◆ DATA PROVIDED ◆
>>>>

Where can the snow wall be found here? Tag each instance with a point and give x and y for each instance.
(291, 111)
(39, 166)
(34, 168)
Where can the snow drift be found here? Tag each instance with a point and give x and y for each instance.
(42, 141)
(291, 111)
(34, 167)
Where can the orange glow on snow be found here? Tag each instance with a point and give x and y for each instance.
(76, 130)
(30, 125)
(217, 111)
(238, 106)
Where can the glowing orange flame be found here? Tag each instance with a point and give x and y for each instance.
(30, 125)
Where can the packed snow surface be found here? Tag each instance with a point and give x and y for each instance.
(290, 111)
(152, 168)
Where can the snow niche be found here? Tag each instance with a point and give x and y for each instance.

<<<<
>>>>

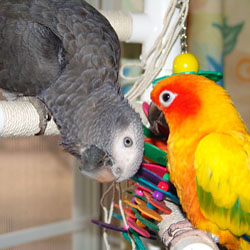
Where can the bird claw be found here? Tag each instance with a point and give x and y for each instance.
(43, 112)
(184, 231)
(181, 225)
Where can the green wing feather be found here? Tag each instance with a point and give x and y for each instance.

<<<<

◆ GIVEN INSTRUCTION ◆
Display every line of the items above that contains the word "instance".

◆ FULL ANSWER ◆
Where can the snow wall be found here? Tag each instance with a point and give x and y for each instance.
Where can the snow drift be found here? Tag each instance with a point and give x and y for each instance.
Where can the orange glow on snow be found here? Tag each instance with a point and give x and y for each instance.
Where can the glowing orange flame be found here? Tag each instance with a point and give x and y for each instance.
Where can the packed snow surface be found here? Tag each instance with a point and give x and y for each instance.
Where can the snow niche be found here? Tag each instance with a point and give x and y for each instance.
Where can the bird claw be found here? Tag each instance with a point and give x and y for each instance.
Where can the green wing feather be found here? Tag each instance with a point and give x and y for each instance.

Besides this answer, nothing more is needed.